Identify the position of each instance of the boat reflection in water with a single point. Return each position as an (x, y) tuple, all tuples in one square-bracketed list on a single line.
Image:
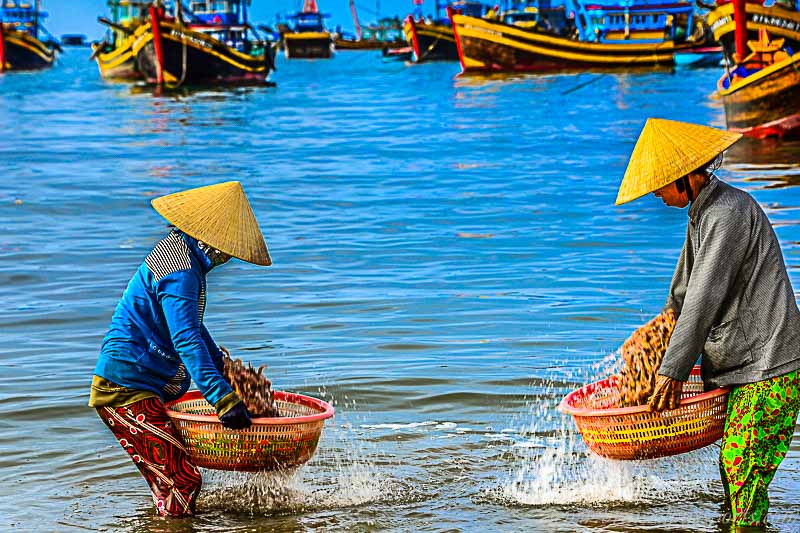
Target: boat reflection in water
[(25, 44)]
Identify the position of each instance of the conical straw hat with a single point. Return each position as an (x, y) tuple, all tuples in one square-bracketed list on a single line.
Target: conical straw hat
[(667, 150), (220, 216)]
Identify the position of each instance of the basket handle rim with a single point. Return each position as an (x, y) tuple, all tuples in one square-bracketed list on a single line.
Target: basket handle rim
[(566, 407), (327, 410)]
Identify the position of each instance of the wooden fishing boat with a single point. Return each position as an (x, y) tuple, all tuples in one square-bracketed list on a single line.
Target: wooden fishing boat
[(209, 44), (308, 39), (114, 54), (24, 42), (761, 92), (397, 54), (546, 38), (710, 56), (778, 20), (387, 33), (432, 39)]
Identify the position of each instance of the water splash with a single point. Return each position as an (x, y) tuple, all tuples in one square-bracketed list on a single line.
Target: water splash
[(344, 473), (553, 466)]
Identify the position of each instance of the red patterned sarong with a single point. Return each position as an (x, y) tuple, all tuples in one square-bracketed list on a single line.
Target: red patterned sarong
[(145, 431)]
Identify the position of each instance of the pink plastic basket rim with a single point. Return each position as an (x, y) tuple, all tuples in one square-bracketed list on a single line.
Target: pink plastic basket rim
[(566, 404), (326, 408)]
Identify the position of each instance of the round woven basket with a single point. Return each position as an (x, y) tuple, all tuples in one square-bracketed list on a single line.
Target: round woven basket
[(637, 433), (269, 444)]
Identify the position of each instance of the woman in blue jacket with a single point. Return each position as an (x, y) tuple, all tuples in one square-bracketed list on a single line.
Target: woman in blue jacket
[(157, 343)]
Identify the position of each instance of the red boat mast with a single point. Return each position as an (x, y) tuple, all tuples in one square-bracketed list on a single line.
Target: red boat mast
[(355, 19)]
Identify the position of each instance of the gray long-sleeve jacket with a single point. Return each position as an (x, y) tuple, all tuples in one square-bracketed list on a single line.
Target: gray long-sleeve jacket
[(731, 294)]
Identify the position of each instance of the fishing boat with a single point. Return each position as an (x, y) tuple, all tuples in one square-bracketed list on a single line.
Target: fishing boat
[(710, 56), (212, 42), (397, 54), (114, 54), (779, 20), (308, 39), (761, 89), (24, 42), (432, 39), (540, 36), (386, 33)]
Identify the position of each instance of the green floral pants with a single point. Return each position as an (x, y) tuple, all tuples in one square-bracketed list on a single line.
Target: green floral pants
[(759, 428)]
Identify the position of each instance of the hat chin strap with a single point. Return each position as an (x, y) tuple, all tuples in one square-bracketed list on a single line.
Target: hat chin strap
[(688, 186)]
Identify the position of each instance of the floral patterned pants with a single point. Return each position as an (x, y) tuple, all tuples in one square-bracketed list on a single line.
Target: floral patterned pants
[(758, 431), (145, 431)]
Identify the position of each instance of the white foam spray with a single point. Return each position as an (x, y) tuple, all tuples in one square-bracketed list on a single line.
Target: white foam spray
[(553, 466), (343, 473)]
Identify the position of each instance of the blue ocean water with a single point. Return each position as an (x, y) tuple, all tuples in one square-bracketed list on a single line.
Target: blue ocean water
[(448, 263)]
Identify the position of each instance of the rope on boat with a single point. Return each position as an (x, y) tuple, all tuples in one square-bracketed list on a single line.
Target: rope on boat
[(429, 49), (626, 64)]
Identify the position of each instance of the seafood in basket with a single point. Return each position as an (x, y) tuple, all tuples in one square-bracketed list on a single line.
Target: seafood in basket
[(251, 385), (642, 353), (268, 444)]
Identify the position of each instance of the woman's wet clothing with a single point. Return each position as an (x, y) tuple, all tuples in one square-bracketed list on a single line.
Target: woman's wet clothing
[(146, 433), (157, 341), (758, 432), (736, 306)]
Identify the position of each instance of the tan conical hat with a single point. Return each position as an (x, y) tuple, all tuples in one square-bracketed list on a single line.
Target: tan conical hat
[(220, 216), (667, 150)]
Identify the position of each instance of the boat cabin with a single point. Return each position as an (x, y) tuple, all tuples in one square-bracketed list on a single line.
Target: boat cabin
[(308, 22), (640, 21), (217, 12), (468, 8), (223, 20), (386, 30)]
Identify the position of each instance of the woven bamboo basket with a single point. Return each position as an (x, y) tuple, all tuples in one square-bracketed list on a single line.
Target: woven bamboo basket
[(635, 432), (268, 444)]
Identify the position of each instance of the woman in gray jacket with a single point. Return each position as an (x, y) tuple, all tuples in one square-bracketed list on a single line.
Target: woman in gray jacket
[(734, 304)]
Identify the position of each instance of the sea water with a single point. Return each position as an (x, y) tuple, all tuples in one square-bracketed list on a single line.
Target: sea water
[(448, 264)]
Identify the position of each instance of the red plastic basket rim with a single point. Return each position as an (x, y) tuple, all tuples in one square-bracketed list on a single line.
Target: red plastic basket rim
[(326, 408), (566, 407)]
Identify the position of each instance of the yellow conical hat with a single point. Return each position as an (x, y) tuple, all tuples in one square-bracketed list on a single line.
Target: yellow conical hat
[(667, 150), (220, 216)]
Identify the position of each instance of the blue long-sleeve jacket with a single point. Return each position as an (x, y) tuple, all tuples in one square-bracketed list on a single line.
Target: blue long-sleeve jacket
[(157, 341)]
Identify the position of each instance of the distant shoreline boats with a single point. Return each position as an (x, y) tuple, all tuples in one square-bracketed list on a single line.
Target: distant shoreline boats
[(539, 36), (433, 39), (25, 44), (208, 43)]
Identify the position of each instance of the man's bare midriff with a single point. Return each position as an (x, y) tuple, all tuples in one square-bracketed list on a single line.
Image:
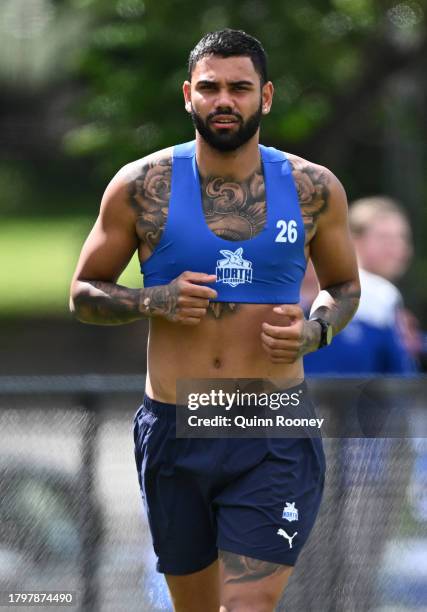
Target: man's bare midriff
[(228, 347)]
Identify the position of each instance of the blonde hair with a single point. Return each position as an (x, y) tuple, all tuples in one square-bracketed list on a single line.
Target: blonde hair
[(364, 211)]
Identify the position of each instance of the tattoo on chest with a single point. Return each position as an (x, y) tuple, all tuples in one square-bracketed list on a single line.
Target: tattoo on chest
[(313, 192), (234, 210)]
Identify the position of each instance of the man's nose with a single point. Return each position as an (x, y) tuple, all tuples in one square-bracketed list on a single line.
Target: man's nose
[(224, 100)]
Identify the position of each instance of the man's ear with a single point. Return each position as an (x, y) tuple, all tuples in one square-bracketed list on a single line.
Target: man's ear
[(267, 97), (186, 90)]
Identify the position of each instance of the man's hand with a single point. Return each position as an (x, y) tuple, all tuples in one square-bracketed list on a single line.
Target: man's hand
[(291, 340), (184, 300)]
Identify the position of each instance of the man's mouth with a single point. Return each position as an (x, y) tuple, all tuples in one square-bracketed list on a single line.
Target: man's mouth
[(221, 121)]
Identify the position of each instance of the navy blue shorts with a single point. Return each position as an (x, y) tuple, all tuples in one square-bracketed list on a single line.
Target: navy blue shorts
[(252, 497)]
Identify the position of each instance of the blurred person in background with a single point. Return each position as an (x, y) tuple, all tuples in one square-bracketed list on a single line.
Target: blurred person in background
[(383, 239), (375, 343)]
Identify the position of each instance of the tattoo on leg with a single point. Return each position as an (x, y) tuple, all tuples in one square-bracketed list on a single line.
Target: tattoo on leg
[(239, 568)]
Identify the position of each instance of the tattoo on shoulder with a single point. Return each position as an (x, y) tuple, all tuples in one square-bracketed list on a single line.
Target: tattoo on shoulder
[(234, 210), (312, 183), (149, 195), (239, 568)]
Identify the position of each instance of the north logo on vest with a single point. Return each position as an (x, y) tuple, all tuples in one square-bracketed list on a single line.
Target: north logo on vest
[(233, 270)]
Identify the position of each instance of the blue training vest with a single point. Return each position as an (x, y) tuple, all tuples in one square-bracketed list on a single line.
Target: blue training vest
[(266, 269)]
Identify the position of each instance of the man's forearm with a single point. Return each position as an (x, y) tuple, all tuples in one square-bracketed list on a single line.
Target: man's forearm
[(104, 303), (337, 304)]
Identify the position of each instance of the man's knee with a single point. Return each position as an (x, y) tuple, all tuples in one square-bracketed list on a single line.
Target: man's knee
[(264, 602)]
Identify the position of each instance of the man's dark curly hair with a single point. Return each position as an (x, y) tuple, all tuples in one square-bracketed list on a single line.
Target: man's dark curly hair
[(230, 43)]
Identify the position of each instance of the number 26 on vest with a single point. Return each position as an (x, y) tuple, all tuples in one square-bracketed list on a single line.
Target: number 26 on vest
[(288, 231)]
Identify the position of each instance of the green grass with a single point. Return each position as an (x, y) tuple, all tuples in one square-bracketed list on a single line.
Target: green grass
[(37, 258)]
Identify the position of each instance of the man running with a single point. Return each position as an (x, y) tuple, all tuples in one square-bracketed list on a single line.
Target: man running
[(223, 228)]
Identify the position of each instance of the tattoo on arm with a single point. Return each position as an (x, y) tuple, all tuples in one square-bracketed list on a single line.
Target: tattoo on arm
[(312, 184), (149, 195), (114, 304), (239, 569)]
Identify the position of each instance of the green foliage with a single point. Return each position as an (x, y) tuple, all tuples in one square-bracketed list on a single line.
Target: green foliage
[(134, 63), (38, 259)]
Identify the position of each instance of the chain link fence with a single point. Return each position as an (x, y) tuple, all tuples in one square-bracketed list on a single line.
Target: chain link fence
[(71, 517)]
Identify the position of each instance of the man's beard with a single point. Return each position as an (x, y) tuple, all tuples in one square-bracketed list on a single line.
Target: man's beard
[(225, 140)]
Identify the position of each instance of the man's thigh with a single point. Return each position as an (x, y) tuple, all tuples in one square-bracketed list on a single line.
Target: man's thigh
[(197, 591), (234, 583), (248, 584)]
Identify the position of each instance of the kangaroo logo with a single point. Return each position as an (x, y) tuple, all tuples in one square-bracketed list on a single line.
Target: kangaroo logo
[(283, 533), (233, 270), (290, 513)]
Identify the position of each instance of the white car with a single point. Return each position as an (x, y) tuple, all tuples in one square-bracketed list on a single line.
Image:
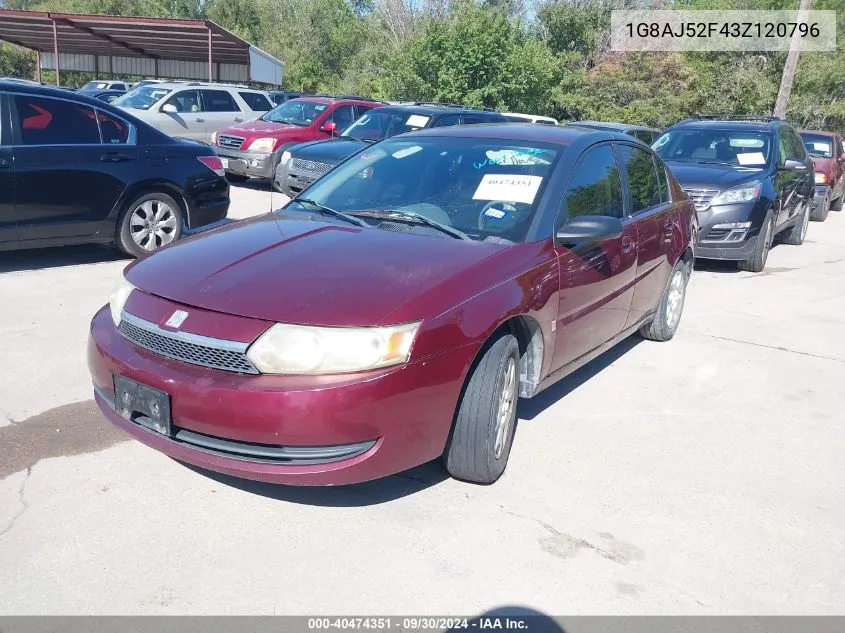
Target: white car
[(531, 118), (194, 110)]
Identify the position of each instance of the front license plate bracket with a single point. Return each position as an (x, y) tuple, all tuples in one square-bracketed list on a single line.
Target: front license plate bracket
[(143, 405)]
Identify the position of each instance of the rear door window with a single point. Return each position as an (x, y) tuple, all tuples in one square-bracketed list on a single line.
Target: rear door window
[(219, 101), (595, 187), (642, 178), (256, 101), (44, 121)]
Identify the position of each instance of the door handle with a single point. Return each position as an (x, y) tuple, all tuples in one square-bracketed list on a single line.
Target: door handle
[(114, 157)]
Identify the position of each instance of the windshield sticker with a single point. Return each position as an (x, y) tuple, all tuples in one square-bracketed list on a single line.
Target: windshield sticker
[(510, 188), (495, 213), (408, 151), (746, 142), (417, 120), (751, 158)]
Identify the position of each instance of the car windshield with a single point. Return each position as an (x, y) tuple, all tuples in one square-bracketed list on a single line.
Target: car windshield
[(142, 98), (382, 123), (485, 188), (818, 145), (713, 146), (296, 112)]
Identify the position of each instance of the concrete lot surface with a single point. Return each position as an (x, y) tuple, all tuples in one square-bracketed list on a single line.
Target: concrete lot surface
[(701, 476)]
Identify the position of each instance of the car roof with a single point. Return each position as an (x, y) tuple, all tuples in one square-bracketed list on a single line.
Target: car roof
[(609, 125), (521, 132)]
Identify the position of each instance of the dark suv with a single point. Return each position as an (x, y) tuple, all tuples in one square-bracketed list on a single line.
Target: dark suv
[(750, 180), (304, 163)]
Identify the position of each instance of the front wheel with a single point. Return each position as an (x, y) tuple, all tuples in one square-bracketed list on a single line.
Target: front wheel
[(485, 423), (668, 317), (149, 222)]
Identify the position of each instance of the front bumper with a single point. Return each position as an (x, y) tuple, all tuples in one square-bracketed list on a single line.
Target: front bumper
[(246, 163), (714, 241), (371, 424)]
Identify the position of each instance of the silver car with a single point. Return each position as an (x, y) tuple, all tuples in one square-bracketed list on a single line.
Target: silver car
[(194, 110)]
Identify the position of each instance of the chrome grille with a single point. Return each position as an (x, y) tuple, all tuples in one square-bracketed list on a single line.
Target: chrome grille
[(232, 142), (701, 197), (188, 348), (317, 169)]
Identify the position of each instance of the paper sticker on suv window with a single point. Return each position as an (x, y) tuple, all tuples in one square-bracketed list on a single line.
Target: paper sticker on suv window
[(512, 188), (751, 158), (417, 120)]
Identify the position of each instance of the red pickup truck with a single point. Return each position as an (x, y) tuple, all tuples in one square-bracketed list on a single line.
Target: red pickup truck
[(825, 148), (254, 148)]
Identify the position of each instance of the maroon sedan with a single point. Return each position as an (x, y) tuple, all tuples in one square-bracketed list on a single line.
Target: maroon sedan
[(396, 310)]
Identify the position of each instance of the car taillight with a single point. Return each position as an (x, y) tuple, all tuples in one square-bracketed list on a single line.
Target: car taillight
[(213, 163)]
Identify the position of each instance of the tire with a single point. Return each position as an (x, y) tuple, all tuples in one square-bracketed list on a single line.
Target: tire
[(671, 307), (795, 234), (485, 422), (819, 213), (757, 261), (134, 215)]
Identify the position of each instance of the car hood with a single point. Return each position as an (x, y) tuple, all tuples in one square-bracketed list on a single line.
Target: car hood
[(307, 272), (699, 176), (256, 126), (330, 151)]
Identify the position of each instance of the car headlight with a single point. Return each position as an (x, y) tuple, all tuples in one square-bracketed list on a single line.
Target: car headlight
[(265, 145), (744, 193), (303, 349), (118, 297)]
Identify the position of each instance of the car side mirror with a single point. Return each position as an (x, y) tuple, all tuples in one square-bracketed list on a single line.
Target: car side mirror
[(794, 164), (589, 228)]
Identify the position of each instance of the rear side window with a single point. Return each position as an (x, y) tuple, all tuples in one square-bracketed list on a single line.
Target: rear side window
[(595, 187), (256, 101), (219, 101), (113, 130), (55, 122), (642, 178)]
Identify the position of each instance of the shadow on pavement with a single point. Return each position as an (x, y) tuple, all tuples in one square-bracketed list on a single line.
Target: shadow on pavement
[(531, 408), (59, 256), (351, 496)]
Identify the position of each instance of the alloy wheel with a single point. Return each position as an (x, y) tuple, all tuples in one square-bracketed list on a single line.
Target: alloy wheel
[(152, 224)]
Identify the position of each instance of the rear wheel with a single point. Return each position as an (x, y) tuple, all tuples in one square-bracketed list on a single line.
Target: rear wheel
[(149, 222), (820, 212), (757, 261), (668, 317), (795, 234), (485, 423)]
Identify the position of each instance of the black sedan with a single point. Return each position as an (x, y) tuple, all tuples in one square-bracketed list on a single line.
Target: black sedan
[(74, 169)]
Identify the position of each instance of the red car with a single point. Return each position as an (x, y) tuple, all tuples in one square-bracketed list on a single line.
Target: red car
[(254, 148), (395, 311), (825, 148)]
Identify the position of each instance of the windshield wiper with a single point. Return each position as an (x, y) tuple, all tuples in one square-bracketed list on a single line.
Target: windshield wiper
[(429, 222), (329, 211)]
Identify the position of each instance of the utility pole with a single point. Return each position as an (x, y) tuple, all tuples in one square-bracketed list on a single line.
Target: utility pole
[(791, 63)]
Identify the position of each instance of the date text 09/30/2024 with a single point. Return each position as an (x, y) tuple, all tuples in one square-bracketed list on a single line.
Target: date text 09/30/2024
[(421, 623)]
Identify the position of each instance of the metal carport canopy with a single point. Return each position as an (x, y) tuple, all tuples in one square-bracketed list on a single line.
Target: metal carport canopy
[(142, 46)]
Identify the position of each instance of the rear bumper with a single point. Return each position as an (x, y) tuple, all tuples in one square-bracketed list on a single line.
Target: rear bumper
[(246, 163), (318, 430)]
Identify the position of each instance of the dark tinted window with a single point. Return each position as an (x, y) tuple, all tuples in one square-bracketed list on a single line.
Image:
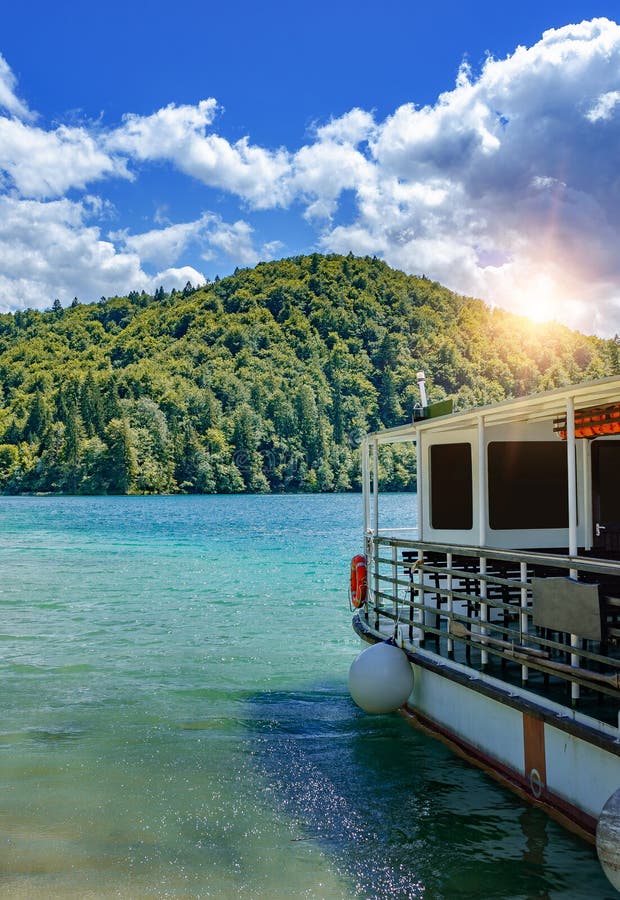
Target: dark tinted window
[(528, 484), (451, 486)]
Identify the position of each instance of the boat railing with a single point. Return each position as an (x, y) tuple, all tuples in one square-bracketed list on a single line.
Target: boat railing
[(484, 608)]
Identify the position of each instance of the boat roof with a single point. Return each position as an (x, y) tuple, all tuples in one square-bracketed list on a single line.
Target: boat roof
[(541, 406)]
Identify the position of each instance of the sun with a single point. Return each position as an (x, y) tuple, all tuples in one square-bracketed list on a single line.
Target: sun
[(541, 301)]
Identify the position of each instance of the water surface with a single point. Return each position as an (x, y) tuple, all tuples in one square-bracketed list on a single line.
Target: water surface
[(175, 719)]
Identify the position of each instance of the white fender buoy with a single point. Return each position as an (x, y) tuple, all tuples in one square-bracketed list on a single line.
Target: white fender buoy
[(380, 678), (608, 839)]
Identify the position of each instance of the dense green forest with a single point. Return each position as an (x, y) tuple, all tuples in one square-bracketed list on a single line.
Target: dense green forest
[(263, 381)]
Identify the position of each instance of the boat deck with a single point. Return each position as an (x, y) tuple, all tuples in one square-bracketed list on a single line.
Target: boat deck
[(481, 612)]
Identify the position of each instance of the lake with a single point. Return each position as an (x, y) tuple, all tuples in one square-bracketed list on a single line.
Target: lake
[(176, 721)]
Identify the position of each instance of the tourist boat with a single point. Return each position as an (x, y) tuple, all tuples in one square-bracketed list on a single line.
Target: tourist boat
[(506, 599)]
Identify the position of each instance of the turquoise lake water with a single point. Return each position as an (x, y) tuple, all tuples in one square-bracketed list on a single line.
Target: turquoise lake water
[(176, 722)]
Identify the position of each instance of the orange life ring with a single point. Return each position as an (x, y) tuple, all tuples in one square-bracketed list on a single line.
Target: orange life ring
[(358, 581)]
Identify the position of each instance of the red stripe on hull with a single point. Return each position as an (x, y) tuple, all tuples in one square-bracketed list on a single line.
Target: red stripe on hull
[(568, 815)]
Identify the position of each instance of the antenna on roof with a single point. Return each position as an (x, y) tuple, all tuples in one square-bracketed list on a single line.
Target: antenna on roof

────

- TASK DETAILS -
Look above for the line holding "Identify the position of each instance of the man's ear", then set down exactly that line and every line after it up to and including the line holding "Identify the position of each instance of the blurred", with nothing else.

- ANSWER BELOW -
Identify the position of each instance of the man's ear with a single point. Return each position as an (x, y) tuple, all tuples in one square-bracketed list on a single line.
Target: man's ear
[(267, 97), (186, 90)]
Identify the position of each instance of the man's hand with a single point. Return each position as an (x, y) tuple, all tuples in one square-bracketed list on a single line.
Target: man's hand
[(291, 340), (184, 300)]
Identify the position of each instance of the man's mouth with a single point. Return each position as an (x, y) tuple, all tuples in one square-bracketed list on a single line.
Target: man's mouth
[(221, 121)]
Identify the position of each instance of the navy blue shorts with a single point. Return each position as an (x, y) tuple, all tuples in one square-bracketed list on a single line.
Target: navy blue shorts
[(252, 497)]
Identify the position of each instance of the blurred person in background with a single point. Return each position as an (x, y) tuple, all tuples in one square-bracketed list on a single line.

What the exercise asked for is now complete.